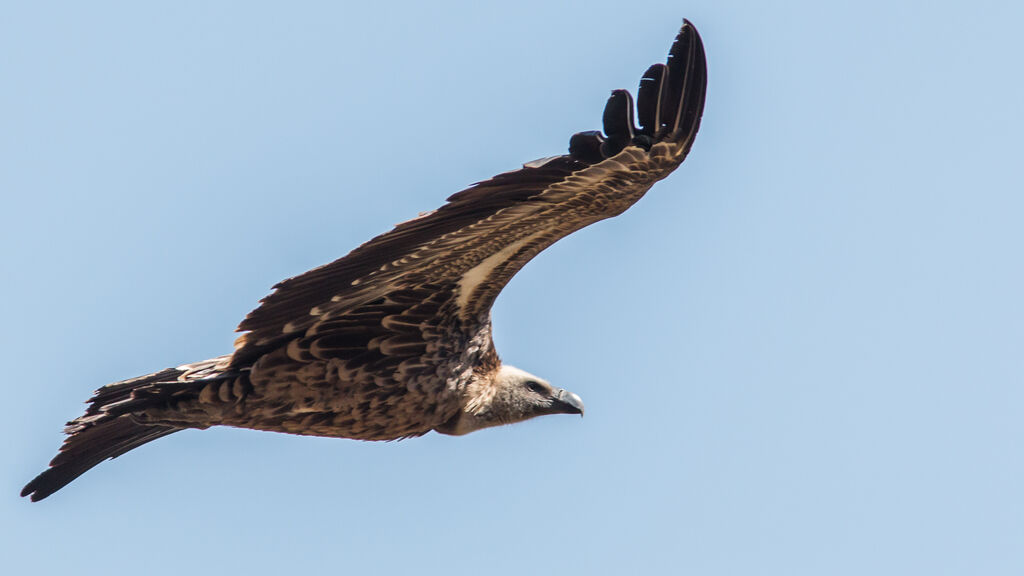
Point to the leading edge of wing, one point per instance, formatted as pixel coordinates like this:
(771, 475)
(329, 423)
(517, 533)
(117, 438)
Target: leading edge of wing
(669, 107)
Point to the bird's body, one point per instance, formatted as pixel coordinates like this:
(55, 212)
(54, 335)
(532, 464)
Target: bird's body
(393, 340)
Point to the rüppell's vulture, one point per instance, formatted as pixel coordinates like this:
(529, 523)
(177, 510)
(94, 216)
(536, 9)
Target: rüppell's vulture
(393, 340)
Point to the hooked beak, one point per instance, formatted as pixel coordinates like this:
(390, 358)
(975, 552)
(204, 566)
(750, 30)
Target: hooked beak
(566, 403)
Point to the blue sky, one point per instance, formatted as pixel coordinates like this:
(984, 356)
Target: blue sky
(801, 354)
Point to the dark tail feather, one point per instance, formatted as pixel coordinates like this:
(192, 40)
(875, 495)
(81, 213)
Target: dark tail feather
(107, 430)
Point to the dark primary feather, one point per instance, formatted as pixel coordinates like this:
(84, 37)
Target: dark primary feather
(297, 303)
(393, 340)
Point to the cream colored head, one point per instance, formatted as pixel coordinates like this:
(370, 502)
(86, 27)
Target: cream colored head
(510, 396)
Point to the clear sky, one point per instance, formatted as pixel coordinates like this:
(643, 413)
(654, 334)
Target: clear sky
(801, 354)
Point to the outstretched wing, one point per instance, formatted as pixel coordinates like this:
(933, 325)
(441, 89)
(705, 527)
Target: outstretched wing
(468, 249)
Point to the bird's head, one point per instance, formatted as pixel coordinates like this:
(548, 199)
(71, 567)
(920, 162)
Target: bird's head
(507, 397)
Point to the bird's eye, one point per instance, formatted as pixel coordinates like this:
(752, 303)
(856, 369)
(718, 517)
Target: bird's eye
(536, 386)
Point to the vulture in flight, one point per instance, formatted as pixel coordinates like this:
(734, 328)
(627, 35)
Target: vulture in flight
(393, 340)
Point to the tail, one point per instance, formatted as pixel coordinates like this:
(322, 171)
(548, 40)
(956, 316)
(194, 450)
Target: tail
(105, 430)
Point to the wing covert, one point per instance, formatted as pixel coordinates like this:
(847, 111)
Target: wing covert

┄┄┄┄┄┄┄┄┄┄

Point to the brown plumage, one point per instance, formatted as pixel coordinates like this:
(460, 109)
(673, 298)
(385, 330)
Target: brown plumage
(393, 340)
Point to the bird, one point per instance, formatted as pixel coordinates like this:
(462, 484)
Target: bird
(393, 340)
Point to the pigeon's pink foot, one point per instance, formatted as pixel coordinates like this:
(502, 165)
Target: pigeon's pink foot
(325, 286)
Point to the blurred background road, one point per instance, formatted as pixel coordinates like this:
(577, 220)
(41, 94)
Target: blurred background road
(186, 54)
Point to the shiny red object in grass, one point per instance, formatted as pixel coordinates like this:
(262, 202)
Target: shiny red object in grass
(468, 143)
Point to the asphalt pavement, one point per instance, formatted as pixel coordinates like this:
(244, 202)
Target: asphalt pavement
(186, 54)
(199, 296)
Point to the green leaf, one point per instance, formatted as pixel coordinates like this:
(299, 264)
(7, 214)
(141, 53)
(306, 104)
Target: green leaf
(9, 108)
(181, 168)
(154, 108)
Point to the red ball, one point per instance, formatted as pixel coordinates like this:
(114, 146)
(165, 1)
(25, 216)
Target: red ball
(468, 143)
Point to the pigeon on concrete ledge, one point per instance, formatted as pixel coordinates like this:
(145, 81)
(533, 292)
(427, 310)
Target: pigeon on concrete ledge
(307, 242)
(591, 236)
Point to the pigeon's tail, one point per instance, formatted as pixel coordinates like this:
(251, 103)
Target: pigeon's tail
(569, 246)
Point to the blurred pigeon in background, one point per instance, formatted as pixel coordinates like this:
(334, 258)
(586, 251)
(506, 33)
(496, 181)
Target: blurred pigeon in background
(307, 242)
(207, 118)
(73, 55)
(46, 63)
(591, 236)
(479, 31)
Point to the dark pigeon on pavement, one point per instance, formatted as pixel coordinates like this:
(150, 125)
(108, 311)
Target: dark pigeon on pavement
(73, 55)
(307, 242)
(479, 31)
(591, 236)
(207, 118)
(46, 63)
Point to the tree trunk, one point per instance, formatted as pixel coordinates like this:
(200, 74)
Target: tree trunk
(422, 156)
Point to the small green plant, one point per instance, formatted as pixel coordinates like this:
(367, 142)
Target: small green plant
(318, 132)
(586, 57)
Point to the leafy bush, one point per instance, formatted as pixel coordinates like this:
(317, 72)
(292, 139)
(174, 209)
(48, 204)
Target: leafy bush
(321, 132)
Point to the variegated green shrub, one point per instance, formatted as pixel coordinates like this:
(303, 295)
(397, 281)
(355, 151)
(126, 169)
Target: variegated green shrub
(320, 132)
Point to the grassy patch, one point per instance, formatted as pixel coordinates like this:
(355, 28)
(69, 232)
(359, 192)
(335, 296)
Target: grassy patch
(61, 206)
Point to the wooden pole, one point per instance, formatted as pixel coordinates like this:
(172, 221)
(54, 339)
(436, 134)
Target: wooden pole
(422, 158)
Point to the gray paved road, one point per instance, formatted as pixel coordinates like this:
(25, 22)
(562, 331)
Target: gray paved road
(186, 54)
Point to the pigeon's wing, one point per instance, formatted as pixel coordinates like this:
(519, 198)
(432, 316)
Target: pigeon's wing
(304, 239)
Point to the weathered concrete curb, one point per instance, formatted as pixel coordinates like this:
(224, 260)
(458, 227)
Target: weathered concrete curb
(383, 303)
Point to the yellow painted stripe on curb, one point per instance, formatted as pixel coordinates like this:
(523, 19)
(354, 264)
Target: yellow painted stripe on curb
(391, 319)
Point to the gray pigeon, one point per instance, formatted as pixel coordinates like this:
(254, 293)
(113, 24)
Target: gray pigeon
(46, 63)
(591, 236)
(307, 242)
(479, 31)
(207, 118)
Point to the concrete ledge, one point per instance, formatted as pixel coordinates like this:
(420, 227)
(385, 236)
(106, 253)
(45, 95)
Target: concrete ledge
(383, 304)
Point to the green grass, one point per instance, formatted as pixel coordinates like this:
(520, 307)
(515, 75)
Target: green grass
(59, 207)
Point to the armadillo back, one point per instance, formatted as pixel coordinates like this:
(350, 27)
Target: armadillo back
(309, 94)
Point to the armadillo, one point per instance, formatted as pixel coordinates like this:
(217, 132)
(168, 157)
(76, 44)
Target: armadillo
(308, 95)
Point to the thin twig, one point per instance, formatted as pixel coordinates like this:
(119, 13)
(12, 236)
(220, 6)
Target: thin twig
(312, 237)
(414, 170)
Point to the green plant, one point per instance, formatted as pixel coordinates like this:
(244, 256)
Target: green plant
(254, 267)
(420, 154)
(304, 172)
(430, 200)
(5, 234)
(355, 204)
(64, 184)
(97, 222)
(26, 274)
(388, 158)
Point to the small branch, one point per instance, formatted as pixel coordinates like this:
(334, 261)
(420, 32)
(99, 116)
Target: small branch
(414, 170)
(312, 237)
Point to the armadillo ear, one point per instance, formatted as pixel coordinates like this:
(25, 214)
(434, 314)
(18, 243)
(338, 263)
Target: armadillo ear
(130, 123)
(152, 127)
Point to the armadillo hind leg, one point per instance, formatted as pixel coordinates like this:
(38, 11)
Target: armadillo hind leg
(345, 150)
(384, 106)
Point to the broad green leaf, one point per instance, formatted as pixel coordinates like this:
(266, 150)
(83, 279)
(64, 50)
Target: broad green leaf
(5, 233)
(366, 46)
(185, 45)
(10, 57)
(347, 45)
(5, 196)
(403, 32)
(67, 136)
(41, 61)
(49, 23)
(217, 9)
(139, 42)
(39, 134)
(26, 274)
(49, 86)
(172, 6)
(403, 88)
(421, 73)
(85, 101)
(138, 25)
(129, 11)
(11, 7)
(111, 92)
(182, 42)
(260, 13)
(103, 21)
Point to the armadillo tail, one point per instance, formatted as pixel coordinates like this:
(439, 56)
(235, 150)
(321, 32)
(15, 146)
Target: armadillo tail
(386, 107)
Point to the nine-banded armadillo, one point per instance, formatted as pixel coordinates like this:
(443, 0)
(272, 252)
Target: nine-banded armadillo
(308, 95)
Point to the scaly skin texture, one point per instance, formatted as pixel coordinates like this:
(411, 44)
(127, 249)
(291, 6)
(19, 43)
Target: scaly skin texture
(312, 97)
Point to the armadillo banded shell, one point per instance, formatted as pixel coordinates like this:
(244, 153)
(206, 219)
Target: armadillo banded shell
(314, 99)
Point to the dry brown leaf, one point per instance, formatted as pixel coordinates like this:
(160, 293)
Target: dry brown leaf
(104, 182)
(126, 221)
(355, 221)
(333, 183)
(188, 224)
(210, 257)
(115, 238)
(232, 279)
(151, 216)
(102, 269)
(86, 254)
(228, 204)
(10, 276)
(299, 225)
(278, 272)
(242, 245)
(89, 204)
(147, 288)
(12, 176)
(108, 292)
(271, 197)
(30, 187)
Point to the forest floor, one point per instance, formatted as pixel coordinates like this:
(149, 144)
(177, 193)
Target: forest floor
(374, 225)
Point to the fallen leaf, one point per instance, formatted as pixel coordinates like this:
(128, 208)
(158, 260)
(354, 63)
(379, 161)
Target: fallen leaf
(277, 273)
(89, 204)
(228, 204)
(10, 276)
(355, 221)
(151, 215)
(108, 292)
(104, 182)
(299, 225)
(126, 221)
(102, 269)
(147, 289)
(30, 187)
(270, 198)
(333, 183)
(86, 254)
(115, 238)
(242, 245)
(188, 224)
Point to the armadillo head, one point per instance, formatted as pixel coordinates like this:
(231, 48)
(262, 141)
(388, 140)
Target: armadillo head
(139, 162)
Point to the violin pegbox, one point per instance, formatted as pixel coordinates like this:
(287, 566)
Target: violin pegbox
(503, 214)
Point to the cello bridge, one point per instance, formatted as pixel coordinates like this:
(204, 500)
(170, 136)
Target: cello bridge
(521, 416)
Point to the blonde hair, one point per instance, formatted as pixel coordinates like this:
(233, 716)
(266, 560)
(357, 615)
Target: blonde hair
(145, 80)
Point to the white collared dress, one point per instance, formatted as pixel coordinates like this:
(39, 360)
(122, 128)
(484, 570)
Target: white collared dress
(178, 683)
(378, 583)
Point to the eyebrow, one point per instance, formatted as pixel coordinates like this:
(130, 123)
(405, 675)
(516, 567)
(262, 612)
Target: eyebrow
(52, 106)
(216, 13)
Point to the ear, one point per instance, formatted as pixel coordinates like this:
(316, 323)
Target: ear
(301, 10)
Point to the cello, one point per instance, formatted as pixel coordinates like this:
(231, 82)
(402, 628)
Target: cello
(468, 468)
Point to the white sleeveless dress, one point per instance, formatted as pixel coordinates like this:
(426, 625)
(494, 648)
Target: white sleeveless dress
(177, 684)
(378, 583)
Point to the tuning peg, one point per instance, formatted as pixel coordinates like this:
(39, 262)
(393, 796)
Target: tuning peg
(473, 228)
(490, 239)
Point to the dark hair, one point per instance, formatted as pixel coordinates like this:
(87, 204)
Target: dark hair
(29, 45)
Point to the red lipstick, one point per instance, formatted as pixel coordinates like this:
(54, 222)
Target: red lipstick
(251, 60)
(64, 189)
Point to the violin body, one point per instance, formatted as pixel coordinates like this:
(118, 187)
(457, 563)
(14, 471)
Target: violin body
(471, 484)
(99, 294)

┄┄┄┄┄┄┄┄┄┄

## OBJECTIVE
Please locate each line in the records above that contains the word "blurred" and copy those lines out.

## TASK RESPONSE
Point to the blurred background road, one point per instance, formatted as pixel coordinates like this:
Target: blurred background road
Point to the blurred pigeon in background, one point per instance, formatted as pixel coordinates like this:
Target: blurred pigeon in background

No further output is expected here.